__Direction__
Copy out the entries below, substituting "one point per instance" for every "one dot per instance" and changing nothing else.

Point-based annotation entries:
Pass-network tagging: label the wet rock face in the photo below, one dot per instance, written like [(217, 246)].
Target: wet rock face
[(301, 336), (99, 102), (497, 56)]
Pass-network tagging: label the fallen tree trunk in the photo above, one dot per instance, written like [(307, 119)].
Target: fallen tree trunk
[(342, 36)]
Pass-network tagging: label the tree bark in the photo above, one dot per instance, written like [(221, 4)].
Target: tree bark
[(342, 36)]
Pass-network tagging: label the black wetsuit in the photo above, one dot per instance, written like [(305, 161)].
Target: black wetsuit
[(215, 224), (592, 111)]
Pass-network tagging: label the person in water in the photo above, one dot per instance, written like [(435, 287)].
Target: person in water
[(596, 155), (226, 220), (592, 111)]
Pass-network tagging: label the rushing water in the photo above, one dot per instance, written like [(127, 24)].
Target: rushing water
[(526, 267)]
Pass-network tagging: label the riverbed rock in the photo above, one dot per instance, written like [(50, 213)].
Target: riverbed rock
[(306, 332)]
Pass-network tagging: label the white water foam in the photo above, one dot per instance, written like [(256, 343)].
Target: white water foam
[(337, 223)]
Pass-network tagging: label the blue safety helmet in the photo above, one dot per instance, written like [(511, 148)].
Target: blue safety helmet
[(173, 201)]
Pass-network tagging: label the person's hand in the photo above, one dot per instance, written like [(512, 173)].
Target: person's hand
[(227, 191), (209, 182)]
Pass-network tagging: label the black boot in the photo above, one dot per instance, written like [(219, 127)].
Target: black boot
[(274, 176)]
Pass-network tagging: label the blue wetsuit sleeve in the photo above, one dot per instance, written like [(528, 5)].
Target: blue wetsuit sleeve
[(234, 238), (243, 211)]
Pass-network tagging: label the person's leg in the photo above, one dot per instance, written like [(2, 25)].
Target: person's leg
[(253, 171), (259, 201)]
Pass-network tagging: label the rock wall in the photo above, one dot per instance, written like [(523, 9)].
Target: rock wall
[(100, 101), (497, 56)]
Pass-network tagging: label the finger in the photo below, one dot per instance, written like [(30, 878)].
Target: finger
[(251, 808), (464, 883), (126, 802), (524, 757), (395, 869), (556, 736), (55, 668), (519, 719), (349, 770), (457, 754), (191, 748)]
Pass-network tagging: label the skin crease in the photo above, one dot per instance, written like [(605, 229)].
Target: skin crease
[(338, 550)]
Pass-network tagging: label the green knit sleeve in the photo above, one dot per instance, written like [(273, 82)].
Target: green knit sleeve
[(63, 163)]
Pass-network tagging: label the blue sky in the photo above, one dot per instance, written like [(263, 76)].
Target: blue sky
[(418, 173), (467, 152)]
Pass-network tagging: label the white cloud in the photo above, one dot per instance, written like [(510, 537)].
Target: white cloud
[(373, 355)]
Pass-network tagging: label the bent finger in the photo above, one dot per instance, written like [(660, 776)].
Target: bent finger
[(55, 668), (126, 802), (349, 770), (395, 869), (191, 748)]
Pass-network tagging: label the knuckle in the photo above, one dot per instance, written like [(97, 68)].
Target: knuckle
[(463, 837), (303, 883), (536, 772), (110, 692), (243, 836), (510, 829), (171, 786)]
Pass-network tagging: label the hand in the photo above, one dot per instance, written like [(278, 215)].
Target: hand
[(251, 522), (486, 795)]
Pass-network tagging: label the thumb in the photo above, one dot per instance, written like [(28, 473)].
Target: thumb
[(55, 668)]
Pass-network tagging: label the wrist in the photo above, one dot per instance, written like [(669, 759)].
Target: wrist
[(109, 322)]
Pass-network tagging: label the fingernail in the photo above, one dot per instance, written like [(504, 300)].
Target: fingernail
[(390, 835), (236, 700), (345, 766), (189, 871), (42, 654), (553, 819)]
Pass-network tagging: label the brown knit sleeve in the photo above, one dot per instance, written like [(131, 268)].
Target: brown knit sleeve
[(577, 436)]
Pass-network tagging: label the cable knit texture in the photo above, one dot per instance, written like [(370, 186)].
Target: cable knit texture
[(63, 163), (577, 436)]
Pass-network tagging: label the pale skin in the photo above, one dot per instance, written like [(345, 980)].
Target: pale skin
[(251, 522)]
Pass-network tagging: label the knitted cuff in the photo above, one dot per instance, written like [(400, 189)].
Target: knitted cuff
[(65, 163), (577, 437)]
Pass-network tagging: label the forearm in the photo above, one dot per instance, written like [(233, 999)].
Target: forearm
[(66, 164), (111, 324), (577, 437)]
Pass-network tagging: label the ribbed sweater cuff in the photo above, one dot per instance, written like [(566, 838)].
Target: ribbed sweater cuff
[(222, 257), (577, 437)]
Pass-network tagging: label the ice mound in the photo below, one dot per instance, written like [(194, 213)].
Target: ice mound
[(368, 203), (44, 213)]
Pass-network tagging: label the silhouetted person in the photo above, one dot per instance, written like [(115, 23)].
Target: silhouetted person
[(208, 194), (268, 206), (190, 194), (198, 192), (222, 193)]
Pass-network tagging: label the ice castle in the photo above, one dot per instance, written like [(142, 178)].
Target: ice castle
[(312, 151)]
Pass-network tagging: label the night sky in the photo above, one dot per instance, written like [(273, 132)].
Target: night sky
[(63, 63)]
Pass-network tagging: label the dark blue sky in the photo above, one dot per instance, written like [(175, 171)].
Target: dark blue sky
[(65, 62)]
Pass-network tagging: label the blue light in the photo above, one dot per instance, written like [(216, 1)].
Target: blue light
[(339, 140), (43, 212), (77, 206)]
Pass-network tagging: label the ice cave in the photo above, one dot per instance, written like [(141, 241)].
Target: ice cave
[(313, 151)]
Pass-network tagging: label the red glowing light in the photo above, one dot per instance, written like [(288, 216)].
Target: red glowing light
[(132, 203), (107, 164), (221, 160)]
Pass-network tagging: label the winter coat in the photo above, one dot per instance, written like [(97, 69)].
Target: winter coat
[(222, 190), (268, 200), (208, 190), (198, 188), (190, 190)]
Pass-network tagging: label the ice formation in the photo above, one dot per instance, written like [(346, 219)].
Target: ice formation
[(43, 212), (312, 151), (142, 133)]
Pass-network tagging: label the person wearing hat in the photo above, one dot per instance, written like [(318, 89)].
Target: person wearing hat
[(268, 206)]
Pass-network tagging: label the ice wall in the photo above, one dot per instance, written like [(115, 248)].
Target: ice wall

__Solution for this task__
Pass-network tagging: label the wet rock face in the photo below, one point per instance, written like [(217, 246)].
Target: wet rock face
[(301, 336), (99, 102), (497, 56)]
Pass-network tagging: label the fallen tree trunk in the photo above, one point per instance, written like [(307, 119)].
Target: fallen tree trunk
[(342, 36)]
Pass-network tagging: label the tree bark in the photo above, one point per instance, written like [(221, 4)].
Target: tree bark
[(342, 36)]
Pass-network tagging: label the black wetsuit in the photo above, one point per instance, written like [(305, 161)].
Target: black wetsuit
[(215, 224), (592, 111)]
Pass-network tagging: label the person in water in the photo above, one point per instance, written like [(435, 287)].
Target: person in water
[(596, 155), (226, 220), (592, 111)]
Pass-network tagging: label the rushing water in the photo above, one point per instance, written like [(127, 24)].
Target: rushing water
[(526, 267)]
Pass-network tagging: label the riverbed rock in the photo above, one point per instance, written like [(50, 213)].
Target: riverbed rock
[(306, 332)]
Pass-network tagging: label the white water foam in the photo above, one point per instance, written like [(256, 343)].
Target: white water foam
[(337, 223)]
Pass-network tagging: label the blue safety helmet in the photo above, one point per instance, written like [(511, 148)].
Target: blue safety helmet
[(173, 201)]
Pass-network tagging: label the person's hand in the photo above, one point per instance, written like [(512, 173)].
Target: person's hand
[(227, 191), (209, 182)]
Pass-network tagging: label the black boot in the photo above, one point per instance, written like [(219, 127)].
Target: black boot
[(274, 176)]
Pass-network tagging: label the blue wetsuit sleeve in the photo above, one point per instance, written like [(528, 5)].
Target: blue wetsuit sleeve
[(234, 238), (243, 211)]
Pass-network tagging: label the person's leg in the photo above, one point per instance, written like [(2, 25)].
Target: person's leg
[(253, 171), (259, 201)]
Pass-network tagging: label the rock wall in the photo above, one point per instance, written like [(523, 9)].
Target: rock wall
[(100, 101), (497, 56)]
Pass-network tagging: label the finger in the photo below, one point per instance, written like [(30, 878)].
Target: finger
[(251, 808), (464, 883), (126, 802), (524, 757), (395, 869), (556, 736), (55, 668), (519, 719), (349, 770), (457, 754), (191, 748)]
Pass-network tagging: label the skin crease in the photo above, one point per instance, written like [(605, 229)].
Target: skin crease
[(338, 550)]
Pass-network tagging: label the green knit sleeve in the photo above, one point per instance, written like [(273, 82)].
Target: green knit sleeve
[(63, 163)]
Pass-network tagging: label the blue sky in the photo above, one point per instance, written like [(263, 76)].
Target: blue sky
[(418, 173), (467, 152)]
Pass-network tagging: label the white cloud in the photo above, one point per instance, written like [(510, 537)].
Target: white cloud
[(373, 355)]
Pass-network tagging: label the bent finger in the photo above, one point per instance, written like [(660, 776)].
Target: bent finger
[(55, 668), (126, 802), (349, 770), (395, 869), (191, 748)]
Pass-network tagging: label the knuckle in the photo above, one point per instance, written like [(97, 68)].
Target: knuckle
[(463, 837), (303, 883), (536, 772), (110, 692), (243, 836), (510, 829), (171, 786)]
Pass-network tagging: label the hand in the photo above, one point per instance, written like [(278, 215)].
Target: hand
[(251, 522), (486, 795)]
Pass-network tagging: label the thumb in the photo above, one point per instance, written like [(28, 473)].
Target: thumb
[(55, 668)]
Pass-network tagging: label the wrist in the photo above, one point per instance, written like [(669, 759)].
Target: wrist
[(109, 322)]
Pass-network tagging: label the fingernail in the photo above, one point per instance, written like [(504, 300)].
Target: fingernail
[(390, 835), (236, 700), (345, 766), (189, 871), (42, 654), (553, 819)]
Pass-network tagging: label the brown knit sleeve in the photo above, one point per instance, written like [(131, 268)].
Target: brown knit sleeve
[(577, 436)]
Pass-network tagging: label the cable knit texture in the photo above, one point per instance, written like [(370, 186)].
Target: cable knit texture
[(63, 163), (577, 436)]
Pass-network tagging: label the pale skin in the photo above, one point per instance, written like [(345, 980)].
Target: pale skin
[(251, 522)]
Pass-network tagging: label the knitted cuff in the photo above, one point per instance, written like [(400, 189)].
Target: knitted cuff
[(65, 163), (577, 437)]
Pass-network tagging: label the forearm in the photo above, one point per instance, written like [(233, 999)].
Target: forearm
[(66, 164), (111, 324), (577, 437)]
Pass-network tagging: label the ribbed sweater cuff in the photo above, one point per instance, written like [(566, 838)].
Target: ribbed sweater cuff
[(222, 257), (577, 437)]
Pass-network tagging: label the ice mound in the photo below, one point per instance, written like [(194, 213)].
Target: ice mound
[(368, 203), (44, 213)]
Pass-network tagging: label the silhouetted person in the photo above, one point per instance, written like [(115, 23)].
Target: silhouetted person
[(208, 194), (268, 206), (190, 194), (198, 192), (222, 193)]
Pass-network tagging: label the ice castle in the photo above, one point per instance, written like [(142, 178)].
Target: ice castle
[(312, 151)]
Pass-network tagging: label the night sky in the photo above, one point per instance, written like [(273, 132)].
Target: night sky
[(63, 63)]
Pass-network tagging: label the dark blue sky in the photo above, one point per instance, written like [(175, 171)].
Target: dark blue sky
[(65, 62)]
Pass-network tagging: label the blue light in the photo above, one point per instance, written like [(216, 1)].
Target: blue light
[(339, 140), (43, 212), (77, 206)]
Pass-network tagging: label the ice cave in the photo above, one point per instance, written like [(141, 241)].
Target: ice cave
[(313, 151)]
Pass-network tagging: label the red glowing light in the photo above, one point per instance, written like [(288, 216)].
Target: red glowing light
[(132, 203), (107, 164), (221, 160)]
Pass-network tagging: label the winter coat in the photo above, one point per instance, written like [(97, 69)].
Target: winter coat
[(222, 190), (268, 200), (208, 190), (198, 188), (190, 190)]
Pass-network tagging: label the ice formation in the photo above, one point per instance, written like [(346, 219)].
Target: ice formation
[(43, 212), (312, 151), (142, 133)]
Pass-network tagging: label the person wearing hat in the photo above, one point per instance, written like [(318, 89)].
Target: person wearing hat
[(268, 206)]
Pass-network tagging: label the ice wall in the photo above, one point per instance, written like [(115, 248)].
Target: ice wall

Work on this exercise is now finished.